British Airways offers $40 round-trip US-India fare by mistake, cancels tickets

10 October 2009,


WASHINGTON: It was a deal -- a steal! -- too good to be true. It really was.


Regulars on the US-India flight route erupted in joy last week when British Airways offered, erroneously as it turned out, a $40 round-trip fare (plus taxes, fees and surcharge) from any city in the US to any destination in India.

Scores of eager beaver flyers snagged the tickets in the two-hour window on October 2, before BA realized its error and shut down the offer, even as word about the Gandhi Jayanti gift sped through the desi bush telegraph.

Now BA says it cannot honor the tickets because it was a systems' glitch. The airline claims it was actually filing for a $40 increase in fares between US and India and somewhere down the line the plus sign got knocked off.

"As these fares were so clearly below the normal fare levels, British Airways is unable to honor these bookings," the airline said in an e-mail to travel agents. "We have cancelled all affected bookings made during this two-hour window, and will make a full refund for any paid for and issued ticket."

Not so fast, say furious customers. Many of them say they have made other onward bookings and plans. Some dumped other airlines and tickets, incurring a cancellation fee, to pile on the BA bonanza.

Besides, say some customers, the $40 fare tag is misleading. "What they're leaving out is that taxes and fees amount to $530+. So sure it is a good deal, but not a give-away by any means," one buyer wrote to the LA Times travel blog, which first broke the story. Others said they paid between $600 to $700 including taxes, fees, and surcharge, and insist BA should honor the deal.

On Friday, BA budged just a bit, offering a $ 300 discount on a future BA fare to India in addition to the full refund. In its e-mail to travel agents, the airline apologized for the error and said refunded customers could get an additional $300 off "any published retail World Traveller fare from the US to India when booked between now and Nov. 12, 2009." It said the offer was valid for travel through Sept. 30, 2010.

It remains to be seen if buyers are pacified.

The public relations fiasco underlines the steady decline of European airlines and against emerging Gulf and eastern carriers for the US-India market, even as state-owned Air India is flailing around.

For the longest time, European carriers such as BA, KLM, Air France and Lufthansa have had a run of the US-India route, especially from the East Coast, with transit through European hubs. But now gulf carriers such as Qatar Airways and Emirates are muscling into the market, enticing Indian flyers to fly through the Doha and Dubai, instead of through London, Paris, Amsterdam, Frankfurt etc.

### Collected material:
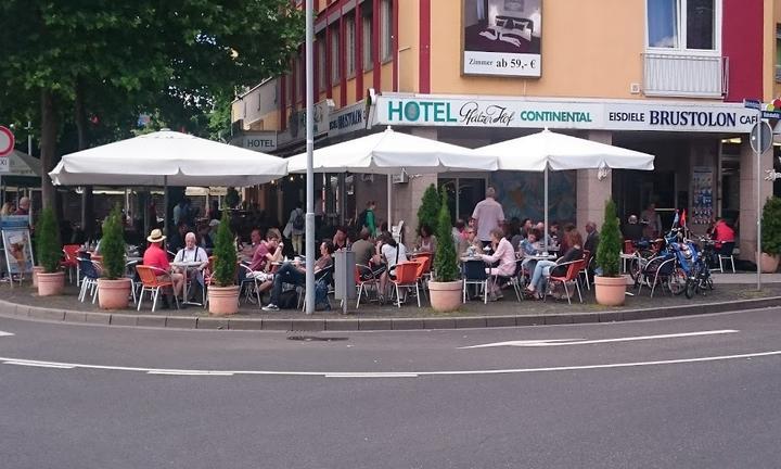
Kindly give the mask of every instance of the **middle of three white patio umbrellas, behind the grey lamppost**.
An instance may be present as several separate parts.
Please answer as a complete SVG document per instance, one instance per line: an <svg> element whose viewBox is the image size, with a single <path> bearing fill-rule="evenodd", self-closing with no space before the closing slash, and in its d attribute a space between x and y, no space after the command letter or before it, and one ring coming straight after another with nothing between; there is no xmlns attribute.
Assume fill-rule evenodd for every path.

### Exercise directions:
Retype the British Airways fare article above word for word, from "Besides, say some" up to and including "buyers are pacified.".

### Response to the exercise:
Besides, say some customers, the $40 fare tag is misleading. "What they're leaving out is that taxes and fees amount to $530+. So sure it is a good deal, but not a give-away by any means," one buyer wrote to the LA Times travel blog, which first broke the story. Others said they paid between $600 to $700 including taxes, fees, and surcharge, and insist BA should honor the deal.

On Friday, BA budged just a bit, offering a $ 300 discount on a future BA fare to India in addition to the full refund. In its e-mail to travel agents, the airline apologized for the error and said refunded customers could get an additional $300 off "any published retail World Traveller fare from the US to India when booked between now and Nov. 12, 2009." It said the offer was valid for travel through Sept. 30, 2010.

It remains to be seen if buyers are pacified.